* TASK DETAILS
Write out each entry word for word.

* DATA FOR THIS EXERCISE

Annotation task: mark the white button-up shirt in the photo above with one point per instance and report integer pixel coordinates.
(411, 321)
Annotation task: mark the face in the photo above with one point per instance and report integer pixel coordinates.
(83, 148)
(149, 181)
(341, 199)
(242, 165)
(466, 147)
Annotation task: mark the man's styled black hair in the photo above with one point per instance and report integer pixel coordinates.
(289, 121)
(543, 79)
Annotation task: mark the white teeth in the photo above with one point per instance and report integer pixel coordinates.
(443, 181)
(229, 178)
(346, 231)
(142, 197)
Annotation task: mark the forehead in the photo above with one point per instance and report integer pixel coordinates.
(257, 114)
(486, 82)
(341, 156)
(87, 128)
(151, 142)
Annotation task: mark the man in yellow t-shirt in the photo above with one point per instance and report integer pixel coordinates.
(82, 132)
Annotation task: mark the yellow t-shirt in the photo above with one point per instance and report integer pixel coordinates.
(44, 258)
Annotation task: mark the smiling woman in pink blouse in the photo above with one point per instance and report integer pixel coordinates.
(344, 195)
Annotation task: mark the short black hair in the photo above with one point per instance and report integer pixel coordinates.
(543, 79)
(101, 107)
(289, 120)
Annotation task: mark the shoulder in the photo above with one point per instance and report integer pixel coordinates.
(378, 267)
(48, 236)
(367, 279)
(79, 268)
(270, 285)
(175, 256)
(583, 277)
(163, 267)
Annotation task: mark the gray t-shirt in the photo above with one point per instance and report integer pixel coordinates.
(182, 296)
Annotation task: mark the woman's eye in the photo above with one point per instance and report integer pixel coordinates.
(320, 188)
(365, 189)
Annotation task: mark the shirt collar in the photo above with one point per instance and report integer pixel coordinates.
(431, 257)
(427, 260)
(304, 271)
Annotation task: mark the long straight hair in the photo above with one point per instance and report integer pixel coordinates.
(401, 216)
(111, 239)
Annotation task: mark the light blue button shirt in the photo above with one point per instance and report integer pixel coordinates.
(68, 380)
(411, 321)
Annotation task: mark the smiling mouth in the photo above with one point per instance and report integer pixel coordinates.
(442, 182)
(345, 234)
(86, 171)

* TASK ANSWER
Annotation task: mark the white button-up shirt in the photo above with one point per instance and report integer pixel coordinates.
(411, 321)
Annotation task: mark the face in the photo above with one point per instance and report integer pixel coordinates.
(83, 148)
(149, 181)
(341, 199)
(242, 165)
(466, 147)
Annotation task: mark the man's styled black hair in the photo above with one point per instance and report integer pixel coordinates.
(289, 121)
(543, 79)
Annotation task: mark the white teeth in the photo above with one point per instance and report integer pixel coordinates.
(443, 181)
(229, 178)
(346, 231)
(142, 197)
Annotation task: mark the forehead in the photo above with one point per instance and report integer pixel coordinates.
(257, 114)
(486, 82)
(341, 156)
(87, 128)
(151, 142)
Annotation task: mark the man in yellow t-shirt in the photo above with one point per instance and report integer pixel coordinates.
(82, 132)
Annotation task: mark the yellow t-shirt in the photo above with one point per instance and report integer pixel coordinates.
(44, 258)
Annotation task: mark the smiling woman in pink blouse in the photo above with one point per instance and report integer pixel coordinates.
(344, 195)
Annotation task: mark the short black hair in the photo above with one point per instance and report integer pixel coordinates.
(543, 79)
(101, 107)
(289, 120)
Annotation task: mark the shoulder in the photo above with one point per instance and report integer pixel coordinates.
(378, 267)
(48, 236)
(367, 279)
(79, 268)
(270, 285)
(175, 256)
(583, 277)
(163, 267)
Annotation task: mark the gray t-shirt in the photo above with one point per instance and report integer pixel coordinates.
(182, 296)
Annotation task: mark the woman's eye in the photo above with one point per instance and report integer pixel coordinates.
(320, 188)
(365, 189)
Annotation task: mark the shirt collar in the photo above with one point per instance and report integer pixel coordinates.
(431, 257)
(427, 260)
(304, 271)
Annotation task: mark the long straight hair in the photo above with one point per instance and report integer pixel coordinates.
(401, 216)
(111, 239)
Annotation task: mark the light blue button shirt in the photo above with one point per instance and report integer pixel coordinates.
(68, 380)
(411, 321)
Annotation task: mark the smiling mouth in the photo above with one point per instance and report integer pixel coordinates.
(442, 182)
(345, 234)
(86, 171)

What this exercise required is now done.